• _Source text_:
R: Asymptotics-Based p-values of the SPU and aSPU Tests

apval_aSPU {highmean}

R Documentation

Asymptotics-Based p-values of the SPU and aSPU Tests

Description

Calculates p-values of the sum-of-powers (SPU) and adaptive SPU (aSPU) tests based on the asymptotic distributions of the test statistics (Xu et al, 2016).

Usage

apval_aSPU(sam1, sam2, pow = c(1:6, Inf), eq.cov = TRUE, cov.est,
           cov1.est, cov2.est, bandwidth, bandwidth1, bandwidth2,
           cv.fold = 5, norm = "F")

Arguments

`sam1`	an n1 by p matrix from sample population 1. Each row represents a `p`-dimensional sample.
`sam2`	an n2 by p matrix from sample population 2. Each row represents a `p`-dimensional sample.
`pow`	a numeric vector indicating the candidate powers `\gamma` in the SPU tests. It should contain `Inf` and both odd and even integers. The default is `c(1:6, Inf)`.
`eq.cov`	a logical value. The default is `TRUE`, indicating that the two sample populations have same covariance; otherwise, the covariances are assumed to be different.

• _Provided material_:

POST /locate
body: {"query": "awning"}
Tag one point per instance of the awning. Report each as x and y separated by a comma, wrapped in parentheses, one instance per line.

• _Written problem_:
Write out the passage of the aSPU help page above word for word, starting at "Calculates p-values of" and ending at "to be different.".

• _Exercise solution_:
Calculates p-values of the sum-of-powers (SPU) and adaptive SPU (aSPU) tests based on the asymptotic distributions of the test statistics (Xu et al, 2016).

Usage

apval_aSPU(sam1, sam2, pow = c(1:6, Inf), eq.cov = TRUE, cov.est,
           cov1.est, cov2.est, bandwidth, bandwidth1, bandwidth2,
           cv.fold = 5, norm = "F")

Arguments

`sam1`	an n1 by p matrix from sample population 1. Each row represents a `p`-dimensional sample.
`sam2`	an n2 by p matrix from sample population 2. Each row represents a `p`-dimensional sample.
`pow`	a numeric vector indicating the candidate powers `\gamma` in the SPU tests. It should contain `Inf` and both odd and even integers. The default is `c(1:6, Inf)`.
`eq.cov`	a logical value. The default is `TRUE`, indicating that the two sample populations have same covariance; otherwise, the covariances are assumed to be different.